● 学习目标:
- A) 把阅读材料中从"- 接收并处理客户端请求阶段(上图3系列)"起直到"面重点标注的三个方法来实现。"为止(含这两处)的文字重写一遍,并将其中的"死循环"换成"无限循环"。
- B) 按照阅读材料的说法,在接收并处理请求阶段,最后一步是什么?

● 阅读材料:
上一篇从一个简单的例子大致了解到Tornado框架的一个概述,同时也看清了web框架的本质。
接下来,我们从tornado程序的起始来分析其源码:
一、概述
上图是摘自朋友的博客里的内容,这张图很明确的分析了tornado程序启动以及接收到客户端请求后的整个过程,对于整个过程可以分为两大部分:
- 启动程序阶段,又称为待请求阶段(上图1、2所有系列和3.0)
- 接收并处理客户端请求阶段(上图3系列)
简而言之:
1、在启动程序阶段,第一步,获取配置文件然后生成url映射(即:一个url对应一个XXRequestHandler处理方法,从而让XXRequestHandler来处理指定url发送的请求);第二步,创建服务器socket对象并添加到epoll中;第三步,创建死循环不断地去监听epoll。
2、在接收并处理请求阶段,第一步,接收客户端socket发送的请求(socket.accept);第二步,从请求中获取请求头信息,再然后根据请求头中的请求url去匹配某个XXRequestHandler;第三步,匹配成功的XXRequestHandler处理请求;第四步,将处理后的请求发送给客户端;第五步,关闭客户端socket。
二、分析
本篇的内容主要剖析【启动程序阶段】,下面我们就来一步一步的剖析整个过程,在此阶段主要是有下面重点标注的三个方法来实现。
import tornado.ioloop
import tornado.web
class MainHandler(tornado.web.RequestHandler):
def get(self):
self.write("Hello, world")
application = tornado.web.Application([
(r"/index", MainHandler),
])
if __name__ == "__main__":
application.listen(8888)

● 存储记录:
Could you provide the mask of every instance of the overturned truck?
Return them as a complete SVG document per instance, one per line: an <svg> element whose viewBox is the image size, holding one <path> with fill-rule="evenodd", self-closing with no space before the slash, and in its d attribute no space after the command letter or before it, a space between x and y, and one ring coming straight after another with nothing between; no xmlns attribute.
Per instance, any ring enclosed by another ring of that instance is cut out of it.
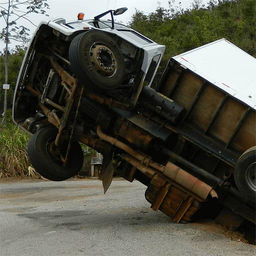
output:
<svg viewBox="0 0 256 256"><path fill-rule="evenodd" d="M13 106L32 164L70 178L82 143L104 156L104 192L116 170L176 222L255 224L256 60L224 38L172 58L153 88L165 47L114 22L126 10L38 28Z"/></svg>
...
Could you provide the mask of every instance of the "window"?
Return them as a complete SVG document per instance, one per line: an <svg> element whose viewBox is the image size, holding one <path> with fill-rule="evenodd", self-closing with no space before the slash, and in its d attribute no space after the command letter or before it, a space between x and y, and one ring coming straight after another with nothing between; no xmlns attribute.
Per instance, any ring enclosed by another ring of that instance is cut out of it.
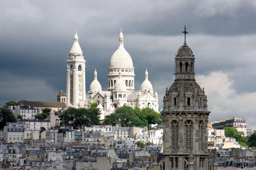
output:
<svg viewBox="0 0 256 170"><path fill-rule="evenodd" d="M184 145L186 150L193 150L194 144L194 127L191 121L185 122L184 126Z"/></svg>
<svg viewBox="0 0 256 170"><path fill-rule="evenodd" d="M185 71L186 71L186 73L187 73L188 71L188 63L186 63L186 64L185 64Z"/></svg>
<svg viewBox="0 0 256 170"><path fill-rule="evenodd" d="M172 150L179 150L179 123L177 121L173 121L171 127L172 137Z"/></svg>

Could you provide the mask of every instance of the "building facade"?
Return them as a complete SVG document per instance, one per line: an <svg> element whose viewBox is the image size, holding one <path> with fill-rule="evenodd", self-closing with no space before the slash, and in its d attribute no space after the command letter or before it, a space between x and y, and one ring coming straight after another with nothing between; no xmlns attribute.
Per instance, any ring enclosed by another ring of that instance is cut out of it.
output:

● 练习答案:
- A)
- 接收并处理客户端请求阶段(上图3系列)
简而言之:
1、在启动程序阶段,第一步,获取配置文件然后生成url映射(即:一个url对应一个XXRequestHandler处理方法,从而让XXRequestHandler来处理指定url发送的请求);第二步,创建服务器socket对象并添加到epoll中;第三步,创建无限循环不断地去监听epoll。
2、在接收并处理请求阶段,第一步,接收客户端socket发送的请求(socket.accept);第二步,从请求中获取请求头信息,再然后根据请求头中的请求url去匹配某个XXRequestHandler;第三步,匹配成功的XXRequestHandler处理请求;第四步,将处理后的请求发送给客户端;第五步,关闭客户端socket。
二、分析
本篇的内容主要剖析【启动程序阶段】,下面我们就来一步一步的剖析整个过程,在此阶段主要是有下面重点标注的三个方法来实现。

- B) 关闭客户端socket。